Input for this task
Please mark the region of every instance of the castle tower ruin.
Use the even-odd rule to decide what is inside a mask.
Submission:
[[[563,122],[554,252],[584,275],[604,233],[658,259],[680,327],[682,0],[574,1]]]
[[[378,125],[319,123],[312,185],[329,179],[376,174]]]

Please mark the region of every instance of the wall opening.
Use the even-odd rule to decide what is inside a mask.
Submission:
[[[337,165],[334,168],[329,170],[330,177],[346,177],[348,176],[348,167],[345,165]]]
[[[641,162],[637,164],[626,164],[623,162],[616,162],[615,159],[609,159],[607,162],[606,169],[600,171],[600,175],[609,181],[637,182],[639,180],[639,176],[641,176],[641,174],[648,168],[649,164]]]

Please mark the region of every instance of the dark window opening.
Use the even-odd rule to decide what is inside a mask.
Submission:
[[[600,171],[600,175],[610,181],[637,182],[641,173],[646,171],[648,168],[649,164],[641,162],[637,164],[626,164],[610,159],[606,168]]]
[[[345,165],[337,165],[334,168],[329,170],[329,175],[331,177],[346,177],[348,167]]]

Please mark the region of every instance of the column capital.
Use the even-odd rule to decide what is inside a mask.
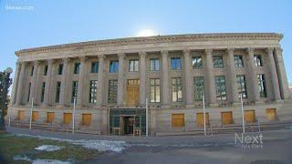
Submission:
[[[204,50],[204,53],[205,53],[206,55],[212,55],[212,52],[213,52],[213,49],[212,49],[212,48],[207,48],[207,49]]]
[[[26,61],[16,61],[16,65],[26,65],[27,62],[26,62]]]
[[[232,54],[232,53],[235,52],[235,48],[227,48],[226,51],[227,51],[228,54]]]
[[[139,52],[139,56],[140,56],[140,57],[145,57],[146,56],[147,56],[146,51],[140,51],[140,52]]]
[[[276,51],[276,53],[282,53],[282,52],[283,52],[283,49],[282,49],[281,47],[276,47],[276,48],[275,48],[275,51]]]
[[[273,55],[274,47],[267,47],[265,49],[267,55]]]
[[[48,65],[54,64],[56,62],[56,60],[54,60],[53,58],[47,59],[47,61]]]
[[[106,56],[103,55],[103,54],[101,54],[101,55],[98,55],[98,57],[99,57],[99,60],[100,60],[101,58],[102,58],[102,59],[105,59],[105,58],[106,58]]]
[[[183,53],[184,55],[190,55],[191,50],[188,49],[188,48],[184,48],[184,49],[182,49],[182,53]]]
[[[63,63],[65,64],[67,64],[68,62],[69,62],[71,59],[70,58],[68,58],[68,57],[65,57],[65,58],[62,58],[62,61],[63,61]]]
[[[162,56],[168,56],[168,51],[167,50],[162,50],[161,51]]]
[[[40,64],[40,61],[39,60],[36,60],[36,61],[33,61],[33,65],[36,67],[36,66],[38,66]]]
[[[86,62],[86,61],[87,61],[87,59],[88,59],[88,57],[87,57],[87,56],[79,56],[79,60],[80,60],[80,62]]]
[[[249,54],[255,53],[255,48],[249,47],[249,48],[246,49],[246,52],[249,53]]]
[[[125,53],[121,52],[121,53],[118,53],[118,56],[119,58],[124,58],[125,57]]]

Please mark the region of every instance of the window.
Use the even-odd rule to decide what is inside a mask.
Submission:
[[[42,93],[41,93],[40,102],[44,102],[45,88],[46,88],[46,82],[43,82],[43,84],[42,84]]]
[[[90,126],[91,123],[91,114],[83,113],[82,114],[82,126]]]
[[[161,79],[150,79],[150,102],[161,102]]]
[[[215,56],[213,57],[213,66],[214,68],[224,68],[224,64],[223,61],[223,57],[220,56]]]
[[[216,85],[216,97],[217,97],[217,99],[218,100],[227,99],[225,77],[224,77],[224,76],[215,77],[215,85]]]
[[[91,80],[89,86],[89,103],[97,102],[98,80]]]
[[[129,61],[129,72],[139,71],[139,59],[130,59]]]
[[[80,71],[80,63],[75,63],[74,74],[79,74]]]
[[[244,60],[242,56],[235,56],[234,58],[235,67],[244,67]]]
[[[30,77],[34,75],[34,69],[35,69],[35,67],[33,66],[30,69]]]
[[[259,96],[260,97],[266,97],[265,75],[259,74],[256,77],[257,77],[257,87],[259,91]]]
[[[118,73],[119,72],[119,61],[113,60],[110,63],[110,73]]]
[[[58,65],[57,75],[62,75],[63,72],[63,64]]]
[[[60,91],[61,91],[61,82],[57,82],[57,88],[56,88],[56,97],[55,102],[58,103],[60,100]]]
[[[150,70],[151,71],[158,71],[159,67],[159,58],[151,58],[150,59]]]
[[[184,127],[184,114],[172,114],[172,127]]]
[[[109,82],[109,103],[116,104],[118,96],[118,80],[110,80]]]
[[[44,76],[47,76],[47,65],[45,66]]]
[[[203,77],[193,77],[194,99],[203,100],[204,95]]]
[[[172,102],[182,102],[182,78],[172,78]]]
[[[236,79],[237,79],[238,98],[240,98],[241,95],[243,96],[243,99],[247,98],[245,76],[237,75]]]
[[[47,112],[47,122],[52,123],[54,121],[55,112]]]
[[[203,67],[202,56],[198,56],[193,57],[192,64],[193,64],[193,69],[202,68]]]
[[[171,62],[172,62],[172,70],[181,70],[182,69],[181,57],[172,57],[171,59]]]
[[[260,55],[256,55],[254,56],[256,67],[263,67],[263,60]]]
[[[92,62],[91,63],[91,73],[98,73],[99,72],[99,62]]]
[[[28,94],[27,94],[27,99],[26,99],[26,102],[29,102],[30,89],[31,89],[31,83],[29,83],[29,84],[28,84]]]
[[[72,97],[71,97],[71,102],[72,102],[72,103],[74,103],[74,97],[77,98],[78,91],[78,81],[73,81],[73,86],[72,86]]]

What to produce
Reproduce every entry above word for word, omitting the picture.

In response
Please mark the region of every instance of the castle tower ruin.
Use the even-odd rule to decide what is inside a mask.
Submission:
[[[563,122],[554,252],[584,275],[604,233],[658,259],[680,327],[682,0],[574,1]]]
[[[378,125],[319,123],[312,185],[329,179],[376,174]]]

Please mark the region of every instance of the wall opening.
Use the even-odd rule to decide what is inside a mask.
Submission:
[[[337,165],[334,168],[329,170],[330,177],[346,177],[348,176],[348,167],[345,165]]]
[[[641,162],[637,164],[626,164],[623,162],[616,162],[615,159],[609,159],[607,162],[606,169],[600,171],[600,175],[609,181],[637,182],[639,180],[639,176],[641,176],[641,174],[648,168],[649,164]]]

Please mark the region of every instance of the dark window opening.
Use the even-odd rule to decide what is inside a mask.
Submission:
[[[600,171],[600,175],[610,181],[637,182],[641,173],[646,171],[648,168],[649,164],[641,162],[637,164],[626,164],[610,159],[606,168]]]
[[[345,165],[337,165],[334,168],[329,170],[329,175],[331,177],[346,177],[348,167]]]

Please mark the region of every instance of the column capital.
Use the even-odd rule to decide what is inside a mask.
Submission:
[[[204,50],[204,53],[205,53],[206,55],[212,55],[212,52],[213,52],[213,49],[212,49],[212,48],[207,48],[207,49]]]
[[[26,61],[16,61],[16,65],[26,65],[27,62],[26,62]]]
[[[232,54],[232,53],[235,52],[235,48],[227,48],[226,51],[227,51],[228,54]]]
[[[139,52],[139,56],[140,56],[140,57],[145,57],[146,56],[147,56],[146,51],[140,51],[140,52]]]
[[[276,51],[276,53],[282,53],[282,52],[283,52],[283,49],[282,49],[281,47],[276,47],[276,48],[275,48],[275,51]]]
[[[273,55],[274,47],[267,47],[265,49],[267,55]]]
[[[48,65],[54,64],[56,62],[56,60],[54,60],[53,58],[47,59],[47,61]]]
[[[106,56],[103,55],[103,54],[101,54],[101,55],[98,55],[98,57],[99,57],[99,60],[100,60],[101,58],[102,58],[102,59],[105,59],[105,58],[106,58]]]
[[[183,53],[184,55],[190,55],[191,50],[188,49],[188,48],[184,48],[184,49],[182,49],[182,53]]]
[[[63,63],[65,64],[67,64],[68,62],[69,62],[71,59],[70,58],[68,58],[68,57],[65,57],[65,58],[62,58],[62,61],[63,61]]]
[[[162,56],[168,56],[168,51],[167,50],[162,50],[161,51]]]
[[[40,64],[40,61],[39,60],[36,60],[36,61],[33,61],[33,65],[36,67],[36,66],[38,66]]]
[[[86,62],[86,61],[87,61],[87,59],[88,59],[88,57],[87,57],[87,56],[79,56],[79,60],[80,60],[80,62]]]
[[[249,54],[255,53],[255,48],[249,47],[249,48],[246,49],[246,52],[249,53]]]
[[[125,53],[121,52],[121,53],[118,53],[118,56],[119,58],[124,58],[125,57]]]

Please mark the region of every instance of the window.
Use the even-odd rule to decide what is inside a mask.
Submission:
[[[42,93],[41,93],[40,102],[44,102],[45,88],[46,88],[46,82],[43,82],[43,84],[42,84]]]
[[[90,126],[91,123],[91,114],[83,113],[82,114],[82,126]]]
[[[161,79],[150,79],[150,102],[161,102]]]
[[[215,56],[213,57],[213,66],[214,68],[224,68],[224,64],[223,61],[223,57],[220,56]]]
[[[216,85],[216,97],[217,97],[217,99],[218,100],[227,99],[225,77],[224,77],[224,76],[215,77],[215,85]]]
[[[91,80],[89,86],[89,103],[97,102],[98,80]]]
[[[129,61],[129,72],[139,71],[139,59],[130,59]]]
[[[80,71],[80,63],[75,63],[74,74],[79,74]]]
[[[244,60],[242,56],[235,56],[234,58],[235,67],[244,67]]]
[[[30,77],[34,75],[34,69],[35,69],[35,67],[33,66],[30,69]]]
[[[259,96],[260,97],[266,97],[265,75],[259,74],[256,77],[257,77],[257,87],[259,91]]]
[[[118,73],[119,72],[119,61],[113,60],[110,63],[110,73]]]
[[[58,65],[57,75],[62,75],[63,72],[63,64]]]
[[[60,91],[61,91],[61,82],[57,82],[57,88],[56,88],[56,97],[55,102],[58,103],[60,100]]]
[[[150,70],[151,71],[158,71],[159,67],[159,58],[151,58],[150,59]]]
[[[184,127],[184,114],[172,114],[172,127]]]
[[[109,82],[109,103],[116,104],[118,96],[118,80],[110,80]]]
[[[44,76],[47,76],[47,65],[45,66]]]
[[[203,77],[193,77],[194,99],[203,100],[204,95]]]
[[[172,102],[182,102],[182,78],[172,78]]]
[[[236,79],[237,79],[238,98],[240,98],[241,95],[243,96],[243,99],[247,98],[245,76],[237,75]]]
[[[47,112],[47,122],[52,123],[54,121],[55,112]]]
[[[203,67],[202,56],[198,56],[193,57],[192,64],[193,64],[193,69],[202,68]]]
[[[171,62],[172,62],[172,70],[181,70],[182,69],[181,57],[172,57],[171,59]]]
[[[260,55],[256,55],[254,56],[256,67],[263,67],[263,60]]]
[[[92,62],[91,63],[91,73],[98,73],[99,72],[99,62]]]
[[[28,94],[27,94],[27,99],[26,99],[26,102],[29,102],[30,89],[31,89],[31,83],[29,83],[29,84],[28,84]]]
[[[72,97],[71,97],[71,102],[72,102],[72,103],[74,103],[74,97],[77,98],[78,91],[78,81],[73,81],[73,86],[72,86]]]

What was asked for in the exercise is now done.